## ISTRUZIONE:
Quali righe dei record contengono la parola "structure"? Individuale e ricopiale tutte, rispettando maiuscole e minuscole.

## RECORD:
_ _ _ _ _ _ _
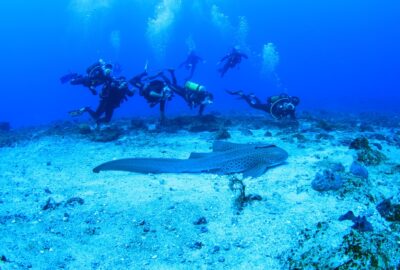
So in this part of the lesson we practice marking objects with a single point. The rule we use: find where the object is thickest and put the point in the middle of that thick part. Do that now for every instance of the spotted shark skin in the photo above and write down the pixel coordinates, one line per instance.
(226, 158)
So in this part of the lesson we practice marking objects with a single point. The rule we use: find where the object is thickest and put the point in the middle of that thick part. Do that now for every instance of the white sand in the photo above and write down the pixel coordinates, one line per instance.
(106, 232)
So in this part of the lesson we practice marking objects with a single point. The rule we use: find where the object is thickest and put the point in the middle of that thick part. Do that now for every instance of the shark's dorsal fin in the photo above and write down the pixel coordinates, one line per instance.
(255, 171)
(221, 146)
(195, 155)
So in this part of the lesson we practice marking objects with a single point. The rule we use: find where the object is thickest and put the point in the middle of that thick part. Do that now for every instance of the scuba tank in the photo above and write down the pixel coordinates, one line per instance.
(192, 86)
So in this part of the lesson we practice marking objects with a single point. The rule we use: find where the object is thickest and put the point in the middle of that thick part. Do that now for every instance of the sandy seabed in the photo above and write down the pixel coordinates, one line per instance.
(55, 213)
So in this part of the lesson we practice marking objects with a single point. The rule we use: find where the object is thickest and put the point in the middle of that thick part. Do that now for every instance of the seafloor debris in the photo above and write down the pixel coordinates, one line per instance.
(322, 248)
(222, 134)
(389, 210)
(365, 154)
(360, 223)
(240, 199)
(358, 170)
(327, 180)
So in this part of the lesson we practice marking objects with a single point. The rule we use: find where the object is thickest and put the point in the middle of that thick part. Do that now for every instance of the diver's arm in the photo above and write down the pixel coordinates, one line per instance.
_ _ _ _ _ _ _
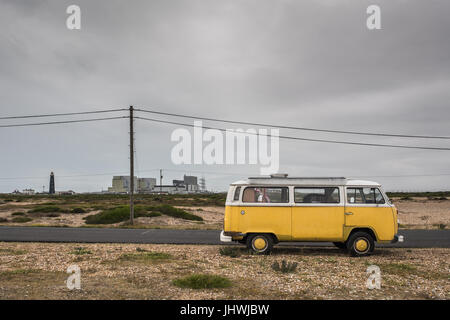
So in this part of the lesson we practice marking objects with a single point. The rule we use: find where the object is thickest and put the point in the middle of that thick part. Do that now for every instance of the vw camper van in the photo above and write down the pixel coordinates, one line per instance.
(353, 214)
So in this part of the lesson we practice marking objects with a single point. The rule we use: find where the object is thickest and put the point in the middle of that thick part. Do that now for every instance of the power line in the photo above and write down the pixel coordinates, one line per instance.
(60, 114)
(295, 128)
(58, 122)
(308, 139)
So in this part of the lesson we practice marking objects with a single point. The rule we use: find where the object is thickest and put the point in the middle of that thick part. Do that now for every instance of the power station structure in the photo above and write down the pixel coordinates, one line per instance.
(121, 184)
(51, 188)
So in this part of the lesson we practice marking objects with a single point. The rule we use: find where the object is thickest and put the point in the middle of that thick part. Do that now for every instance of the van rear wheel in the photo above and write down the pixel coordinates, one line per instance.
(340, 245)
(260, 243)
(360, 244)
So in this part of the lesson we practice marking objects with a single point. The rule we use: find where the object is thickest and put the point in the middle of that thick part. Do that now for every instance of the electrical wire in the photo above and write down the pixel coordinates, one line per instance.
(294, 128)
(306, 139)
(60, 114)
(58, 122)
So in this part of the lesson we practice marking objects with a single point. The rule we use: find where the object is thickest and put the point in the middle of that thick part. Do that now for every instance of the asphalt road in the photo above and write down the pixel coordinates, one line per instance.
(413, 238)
_ _ _ _ _ _ _
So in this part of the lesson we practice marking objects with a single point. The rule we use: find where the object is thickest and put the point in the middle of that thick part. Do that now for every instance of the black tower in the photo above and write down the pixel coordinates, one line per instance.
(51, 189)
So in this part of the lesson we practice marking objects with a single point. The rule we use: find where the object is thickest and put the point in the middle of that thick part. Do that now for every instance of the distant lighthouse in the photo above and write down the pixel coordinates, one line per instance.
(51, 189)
_ _ _ _ _ _ _
## SOLUZIONE ESERCIZIO:
So in this part of the lesson we practice marking objects with a single point. The rule we use: find where the object is thickest and put the point in the middle of that thick part. Do that now for every instance of the power station structure in the photo above and write down the pixel coordinates, one line per instance.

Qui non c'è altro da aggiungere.